AGNC Investment is a mortgage REIT focused on investing in Agency MBS (residential mortgage-backed securities protected against credit risk by government agencies like Fannie Mae). MBS are fixed-income investments that provide low-to-mid single-digit returns. AGNC Investments invests in MBS on a leveraged basis, which enhances its returns. This strategy supports the REIT's lucrative 15.7%-yielding monthly dividend.

Despite all the volatility in the market these days, the outlook for agency MBS investments "continues to be very favorable," commented CEO Peter Federico on the REIT's first-quarter earnings conference call. He noted on the call that "a portfolio of swaps levered the way we lever them would generate a low-20% return." That aligns well with the company's total cost of capital (operating costs plus dividend payments), which is closer to 18%. With its returns above its costs, the REIT should have no problem continuing to pay its monster monthly dividend.

However, those are moving numbers. For example, its cost of capital was 16.7% for most of the first quarter. While its returns have moved favorably compared to its costs during the recent market volatility, that might not be the case in the future.

AGNC Investment has had to cut its dividend in the past when its returns fell below its costs. Because of that, the REIT isn't the best dividend stock for those seeking a highly sustainable income stream.
^^^^^^^^
TASK SET:
1. Say whether each statement agrees with the passage on AGNC Investment, answering yes or no and quoting the deciding words of the passage: (a) The REIT pays a monthly dividend that yields 15.7%. (b) The company's cost of capital stood at 18% for most of the first quarter. (c) AGNC Investment has never had to reduce its dividend.
2. Please continue the passage on AGNC Investment, starting after its last sentence.
Nothing in the records is needed here.

SUPPLIED RECORDS:
^^^^^^^^
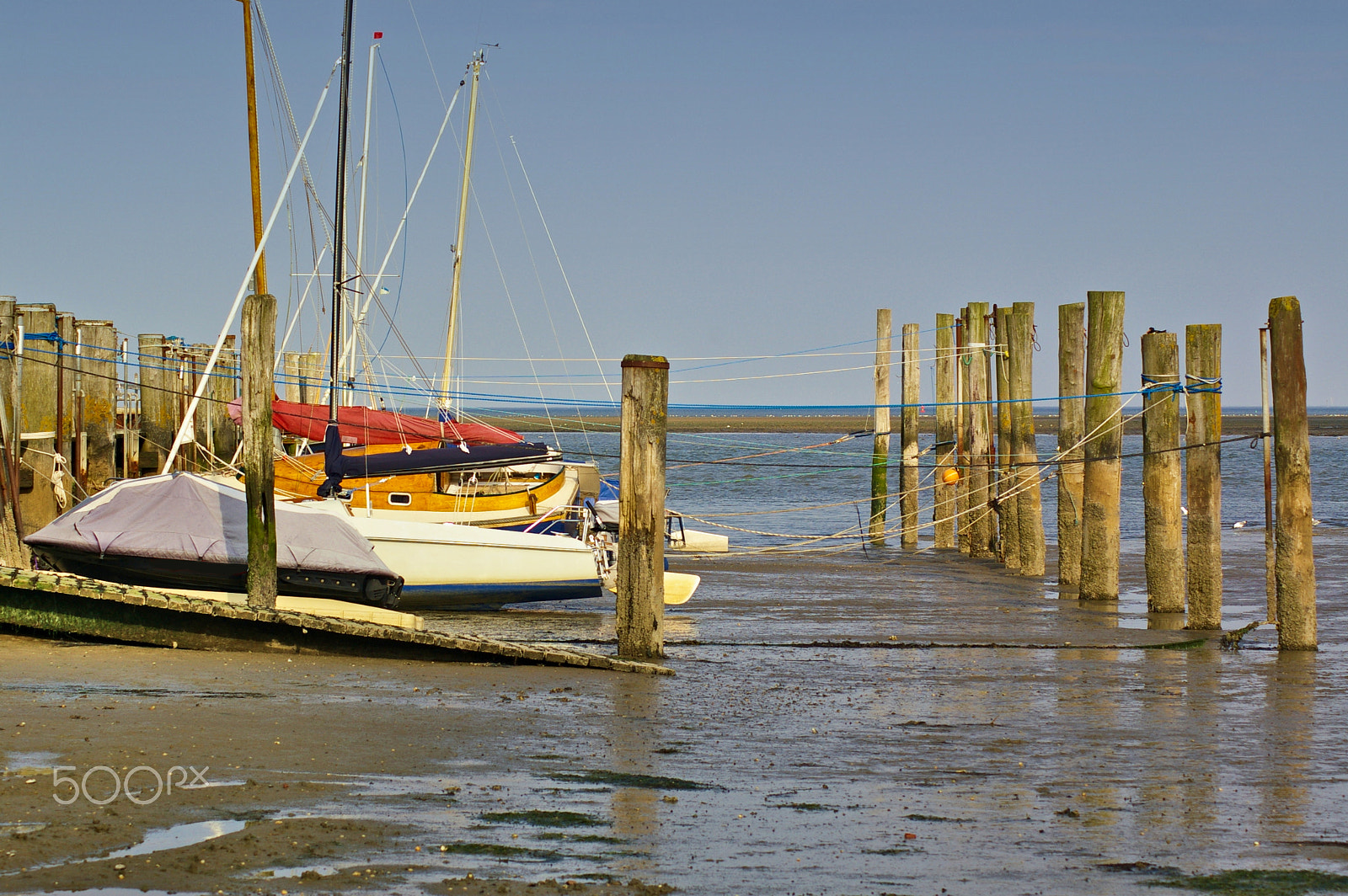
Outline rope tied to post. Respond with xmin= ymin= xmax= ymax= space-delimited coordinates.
xmin=1142 ymin=373 xmax=1185 ymax=397
xmin=1184 ymin=373 xmax=1222 ymax=395
xmin=21 ymin=330 xmax=72 ymax=348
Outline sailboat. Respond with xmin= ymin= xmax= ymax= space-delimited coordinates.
xmin=243 ymin=47 xmax=600 ymax=531
xmin=305 ymin=0 xmax=602 ymax=608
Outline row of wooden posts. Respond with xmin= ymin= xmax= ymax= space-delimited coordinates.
xmin=867 ymin=292 xmax=1317 ymax=649
xmin=0 ymin=296 xmax=337 ymax=549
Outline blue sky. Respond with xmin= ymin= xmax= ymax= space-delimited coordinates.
xmin=0 ymin=0 xmax=1348 ymax=404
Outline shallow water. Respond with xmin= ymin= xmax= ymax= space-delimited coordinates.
xmin=391 ymin=425 xmax=1348 ymax=893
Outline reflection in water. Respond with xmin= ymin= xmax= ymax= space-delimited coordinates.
xmin=1259 ymin=651 xmax=1319 ymax=840
xmin=609 ymin=674 xmax=667 ymax=873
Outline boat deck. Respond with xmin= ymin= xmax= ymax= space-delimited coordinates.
xmin=0 ymin=566 xmax=674 ymax=675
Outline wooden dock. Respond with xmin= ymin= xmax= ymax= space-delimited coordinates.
xmin=0 ymin=568 xmax=674 ymax=675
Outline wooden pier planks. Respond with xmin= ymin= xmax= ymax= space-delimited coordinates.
xmin=0 ymin=568 xmax=674 ymax=675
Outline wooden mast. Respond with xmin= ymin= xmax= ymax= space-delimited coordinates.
xmin=240 ymin=0 xmax=267 ymax=295
xmin=440 ymin=50 xmax=487 ymax=411
xmin=318 ymin=0 xmax=356 ymax=497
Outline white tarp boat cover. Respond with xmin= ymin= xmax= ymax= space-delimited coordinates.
xmin=24 ymin=473 xmax=396 ymax=578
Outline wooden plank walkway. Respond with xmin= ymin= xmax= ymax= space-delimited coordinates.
xmin=0 ymin=566 xmax=674 ymax=675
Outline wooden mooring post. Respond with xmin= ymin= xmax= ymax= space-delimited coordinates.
xmin=955 ymin=306 xmax=972 ymax=554
xmin=15 ymin=305 xmax=61 ymax=535
xmin=241 ymin=292 xmax=276 ymax=608
xmin=992 ymin=306 xmax=1020 ymax=570
xmin=961 ymin=301 xmax=996 ymax=557
xmin=1142 ymin=330 xmax=1185 ymax=613
xmin=1269 ymin=295 xmax=1319 ymax=651
xmin=1080 ymin=292 xmax=1123 ymax=601
xmin=899 ymin=323 xmax=922 ymax=547
xmin=1007 ymin=301 xmax=1045 ymax=575
xmin=1184 ymin=323 xmax=1222 ymax=629
xmin=932 ymin=314 xmax=960 ymax=548
xmin=867 ymin=308 xmax=894 ymax=547
xmin=76 ymin=321 xmax=119 ymax=494
xmin=1058 ymin=301 xmax=1087 ymax=597
xmin=618 ymin=355 xmax=670 ymax=659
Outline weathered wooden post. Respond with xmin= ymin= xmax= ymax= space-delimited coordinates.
xmin=932 ymin=314 xmax=959 ymax=547
xmin=618 ymin=355 xmax=670 ymax=659
xmin=966 ymin=301 xmax=996 ymax=557
xmin=0 ymin=295 xmax=29 ymax=568
xmin=1184 ymin=323 xmax=1222 ymax=629
xmin=1259 ymin=326 xmax=1278 ymax=622
xmin=899 ymin=323 xmax=922 ymax=546
xmin=1269 ymin=295 xmax=1319 ymax=651
xmin=16 ymin=303 xmax=61 ymax=535
xmin=867 ymin=308 xmax=892 ymax=547
xmin=136 ymin=333 xmax=168 ymax=476
xmin=1007 ymin=301 xmax=1045 ymax=575
xmin=992 ymin=306 xmax=1020 ymax=570
xmin=209 ymin=333 xmax=240 ymax=461
xmin=1142 ymin=330 xmax=1185 ymax=613
xmin=1058 ymin=301 xmax=1087 ymax=597
xmin=76 ymin=321 xmax=119 ymax=493
xmin=1080 ymin=292 xmax=1123 ymax=601
xmin=955 ymin=306 xmax=973 ymax=554
xmin=241 ymin=292 xmax=276 ymax=608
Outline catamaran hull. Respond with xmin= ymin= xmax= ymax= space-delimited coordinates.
xmin=34 ymin=546 xmax=400 ymax=606
xmin=349 ymin=515 xmax=602 ymax=609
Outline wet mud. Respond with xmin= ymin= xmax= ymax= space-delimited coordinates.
xmin=0 ymin=431 xmax=1348 ymax=896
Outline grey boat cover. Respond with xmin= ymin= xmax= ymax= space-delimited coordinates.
xmin=24 ymin=473 xmax=396 ymax=578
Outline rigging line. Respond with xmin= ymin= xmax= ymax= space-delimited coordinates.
xmin=375 ymin=47 xmax=409 ymax=352
xmin=342 ymin=88 xmax=463 ymax=386
xmin=460 ymin=162 xmax=557 ymax=440
xmin=510 ymin=129 xmax=613 ymax=402
xmin=483 ymin=83 xmax=566 ymax=447
xmin=162 ymin=59 xmax=341 ymax=473
xmin=407 ymin=0 xmax=445 ymax=105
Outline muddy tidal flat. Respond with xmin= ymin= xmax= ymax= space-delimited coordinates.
xmin=0 ymin=534 xmax=1348 ymax=893
xmin=0 ymin=434 xmax=1348 ymax=896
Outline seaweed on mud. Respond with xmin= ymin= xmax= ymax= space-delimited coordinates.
xmin=538 ymin=831 xmax=629 ymax=846
xmin=1147 ymin=869 xmax=1348 ymax=896
xmin=548 ymin=770 xmax=724 ymax=790
xmin=440 ymin=844 xmax=562 ymax=862
xmin=479 ymin=808 xmax=608 ymax=827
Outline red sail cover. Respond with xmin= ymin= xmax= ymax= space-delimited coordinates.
xmin=229 ymin=399 xmax=523 ymax=445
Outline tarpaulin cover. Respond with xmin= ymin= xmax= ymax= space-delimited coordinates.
xmin=334 ymin=442 xmax=561 ymax=480
xmin=24 ymin=473 xmax=396 ymax=578
xmin=229 ymin=399 xmax=521 ymax=445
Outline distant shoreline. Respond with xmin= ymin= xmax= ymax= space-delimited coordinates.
xmin=473 ymin=413 xmax=1348 ymax=435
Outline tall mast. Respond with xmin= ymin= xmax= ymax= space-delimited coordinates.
xmin=318 ymin=0 xmax=356 ymax=497
xmin=328 ymin=0 xmax=356 ymax=426
xmin=240 ymin=0 xmax=267 ymax=295
xmin=346 ymin=31 xmax=384 ymax=391
xmin=441 ymin=50 xmax=487 ymax=411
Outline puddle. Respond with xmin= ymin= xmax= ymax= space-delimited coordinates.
xmin=104 ymin=819 xmax=248 ymax=862
xmin=254 ymin=865 xmax=341 ymax=880
xmin=4 ymin=752 xmax=61 ymax=775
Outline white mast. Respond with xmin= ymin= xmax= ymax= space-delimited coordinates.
xmin=441 ymin=50 xmax=487 ymax=420
xmin=346 ymin=31 xmax=382 ymax=398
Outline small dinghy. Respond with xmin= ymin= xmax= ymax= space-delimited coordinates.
xmin=24 ymin=473 xmax=403 ymax=608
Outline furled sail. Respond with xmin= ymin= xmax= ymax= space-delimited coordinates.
xmin=229 ymin=399 xmax=523 ymax=445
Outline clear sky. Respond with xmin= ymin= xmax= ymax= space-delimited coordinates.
xmin=0 ymin=0 xmax=1348 ymax=404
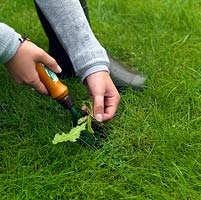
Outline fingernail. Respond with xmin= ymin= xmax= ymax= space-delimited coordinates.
xmin=57 ymin=65 xmax=62 ymax=73
xmin=95 ymin=114 xmax=103 ymax=122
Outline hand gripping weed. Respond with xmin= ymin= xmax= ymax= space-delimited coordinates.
xmin=36 ymin=64 xmax=106 ymax=148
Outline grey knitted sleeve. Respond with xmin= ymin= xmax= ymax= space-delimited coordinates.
xmin=36 ymin=0 xmax=109 ymax=80
xmin=0 ymin=23 xmax=21 ymax=64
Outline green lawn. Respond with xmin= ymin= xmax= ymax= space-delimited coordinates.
xmin=0 ymin=0 xmax=201 ymax=200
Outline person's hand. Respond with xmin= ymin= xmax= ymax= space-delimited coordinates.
xmin=85 ymin=71 xmax=120 ymax=122
xmin=6 ymin=41 xmax=61 ymax=95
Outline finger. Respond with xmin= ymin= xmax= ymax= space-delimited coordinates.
xmin=94 ymin=96 xmax=104 ymax=122
xmin=37 ymin=49 xmax=62 ymax=73
xmin=103 ymin=96 xmax=120 ymax=121
xmin=29 ymin=77 xmax=49 ymax=95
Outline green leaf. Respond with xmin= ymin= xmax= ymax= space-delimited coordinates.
xmin=52 ymin=122 xmax=87 ymax=144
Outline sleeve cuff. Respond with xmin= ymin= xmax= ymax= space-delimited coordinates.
xmin=80 ymin=65 xmax=110 ymax=82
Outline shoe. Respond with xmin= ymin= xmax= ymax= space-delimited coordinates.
xmin=108 ymin=56 xmax=146 ymax=89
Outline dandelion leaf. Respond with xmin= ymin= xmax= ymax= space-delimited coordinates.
xmin=52 ymin=122 xmax=87 ymax=144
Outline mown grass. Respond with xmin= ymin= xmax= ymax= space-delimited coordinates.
xmin=0 ymin=0 xmax=201 ymax=200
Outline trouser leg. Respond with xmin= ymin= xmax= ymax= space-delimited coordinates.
xmin=34 ymin=0 xmax=89 ymax=77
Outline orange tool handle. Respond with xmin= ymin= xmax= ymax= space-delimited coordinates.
xmin=36 ymin=64 xmax=68 ymax=101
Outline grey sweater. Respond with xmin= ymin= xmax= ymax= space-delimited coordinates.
xmin=0 ymin=0 xmax=109 ymax=80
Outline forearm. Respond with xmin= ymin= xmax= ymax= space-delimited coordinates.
xmin=0 ymin=23 xmax=20 ymax=64
xmin=36 ymin=0 xmax=109 ymax=80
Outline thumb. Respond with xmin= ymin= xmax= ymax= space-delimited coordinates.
xmin=37 ymin=50 xmax=62 ymax=73
xmin=94 ymin=96 xmax=104 ymax=122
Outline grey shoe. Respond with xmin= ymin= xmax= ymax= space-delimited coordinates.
xmin=109 ymin=56 xmax=146 ymax=89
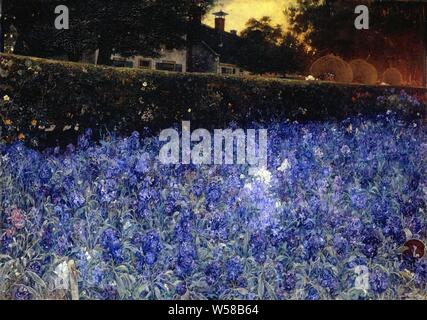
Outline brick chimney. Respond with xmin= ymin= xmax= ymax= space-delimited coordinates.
xmin=213 ymin=10 xmax=228 ymax=32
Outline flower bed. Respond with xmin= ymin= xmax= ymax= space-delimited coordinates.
xmin=0 ymin=114 xmax=427 ymax=299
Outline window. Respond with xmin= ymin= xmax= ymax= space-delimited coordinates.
xmin=156 ymin=62 xmax=183 ymax=72
xmin=156 ymin=62 xmax=175 ymax=71
xmin=221 ymin=67 xmax=234 ymax=74
xmin=139 ymin=59 xmax=151 ymax=69
xmin=112 ymin=59 xmax=133 ymax=68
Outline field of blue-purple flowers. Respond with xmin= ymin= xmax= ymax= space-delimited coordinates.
xmin=0 ymin=113 xmax=427 ymax=299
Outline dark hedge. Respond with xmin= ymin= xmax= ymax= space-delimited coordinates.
xmin=0 ymin=55 xmax=426 ymax=146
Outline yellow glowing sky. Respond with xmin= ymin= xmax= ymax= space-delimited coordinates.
xmin=204 ymin=0 xmax=295 ymax=31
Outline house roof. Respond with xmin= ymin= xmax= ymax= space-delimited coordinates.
xmin=199 ymin=25 xmax=244 ymax=64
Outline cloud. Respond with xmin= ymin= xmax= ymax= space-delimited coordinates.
xmin=204 ymin=0 xmax=295 ymax=31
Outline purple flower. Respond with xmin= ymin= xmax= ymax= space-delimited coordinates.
xmin=14 ymin=286 xmax=32 ymax=300
xmin=225 ymin=257 xmax=243 ymax=283
xmin=369 ymin=270 xmax=389 ymax=294
xmin=249 ymin=232 xmax=268 ymax=264
xmin=101 ymin=228 xmax=124 ymax=263
xmin=175 ymin=282 xmax=187 ymax=296
xmin=205 ymin=262 xmax=222 ymax=285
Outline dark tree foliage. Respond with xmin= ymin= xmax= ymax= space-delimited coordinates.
xmin=241 ymin=17 xmax=307 ymax=73
xmin=286 ymin=0 xmax=424 ymax=82
xmin=5 ymin=0 xmax=215 ymax=64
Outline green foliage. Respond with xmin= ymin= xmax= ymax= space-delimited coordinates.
xmin=5 ymin=0 xmax=214 ymax=64
xmin=0 ymin=55 xmax=425 ymax=146
xmin=241 ymin=17 xmax=307 ymax=73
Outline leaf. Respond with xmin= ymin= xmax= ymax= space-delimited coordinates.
xmin=258 ymin=273 xmax=265 ymax=299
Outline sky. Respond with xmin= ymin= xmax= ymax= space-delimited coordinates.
xmin=204 ymin=0 xmax=295 ymax=31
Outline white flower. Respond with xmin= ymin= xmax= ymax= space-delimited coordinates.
xmin=53 ymin=261 xmax=70 ymax=290
xmin=277 ymin=159 xmax=291 ymax=172
xmin=314 ymin=147 xmax=323 ymax=159
xmin=354 ymin=266 xmax=369 ymax=292
xmin=249 ymin=167 xmax=271 ymax=184
xmin=341 ymin=144 xmax=351 ymax=155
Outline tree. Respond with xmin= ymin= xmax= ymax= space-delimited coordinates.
xmin=7 ymin=0 xmax=215 ymax=64
xmin=0 ymin=0 xmax=4 ymax=52
xmin=286 ymin=0 xmax=424 ymax=82
xmin=241 ymin=17 xmax=306 ymax=73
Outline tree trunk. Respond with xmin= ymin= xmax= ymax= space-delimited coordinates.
xmin=98 ymin=41 xmax=113 ymax=66
xmin=0 ymin=0 xmax=4 ymax=52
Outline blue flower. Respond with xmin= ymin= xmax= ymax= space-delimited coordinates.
xmin=225 ymin=257 xmax=243 ymax=283
xmin=175 ymin=282 xmax=187 ymax=296
xmin=369 ymin=270 xmax=388 ymax=294
xmin=205 ymin=262 xmax=222 ymax=285
xmin=101 ymin=228 xmax=124 ymax=263
xmin=249 ymin=232 xmax=268 ymax=264
xmin=14 ymin=286 xmax=32 ymax=300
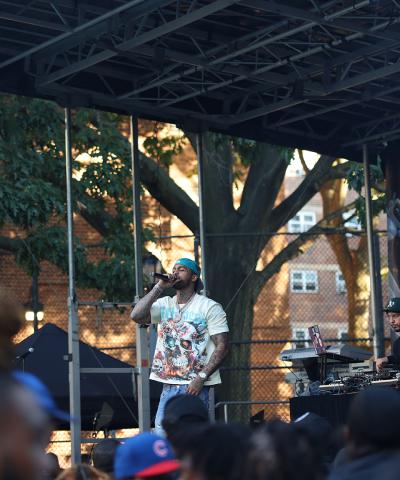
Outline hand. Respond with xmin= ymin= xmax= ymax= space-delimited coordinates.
xmin=375 ymin=357 xmax=389 ymax=372
xmin=186 ymin=376 xmax=205 ymax=395
xmin=157 ymin=273 xmax=178 ymax=288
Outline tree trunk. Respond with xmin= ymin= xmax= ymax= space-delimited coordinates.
^^^^^^^^
ACTIVITY ANSWERS:
1.
(a) Yes: "lucrative 15.7%-yielding monthly dividend"
(b) No: "its cost of capital was 16.7% for most of the first quarter"
(c) No: "AGNC Investment has had to cut its dividend in the past when its returns fell below its costs"

2.
A healthy monthly dividend stock

Healthpeak Realty is a healthcare REIT. It has a diversified portfolio of outpatient medical, lab, and senior housing properties. Its outpatient medical portfolio provides it with stable and steadily rising cash flow (five-to-seven-year lease terms with contractual annual rental increases). The lab properties drive strong rent growth due to the demand for space in these facilities (11% rental increase on new and renewal leases signed last quarter).

Meanwhile, the senior housing portfolio benefits from growing demand as the population ages. The REIT's stable and growing rental income supports its high-yielding monthly dividend (6.9% current yield).

Whereas AGNC Investment's income can fluctuate with market conditions, Healthpeak's rental income is rising. Its adjusted funds from operations (FFO) has grown 19% over the past three years, driven by its merger with Physicians Realty Trust, rent growth, and investments to expand its portfolio. It expects to generate between $1.81 and $1.87 per share of FFO as adjusted this year, more than enough to cover its $1.22-per-share dividend outlay. That gives it a big cushion while enabling the REIT to retain cash to fund new investments.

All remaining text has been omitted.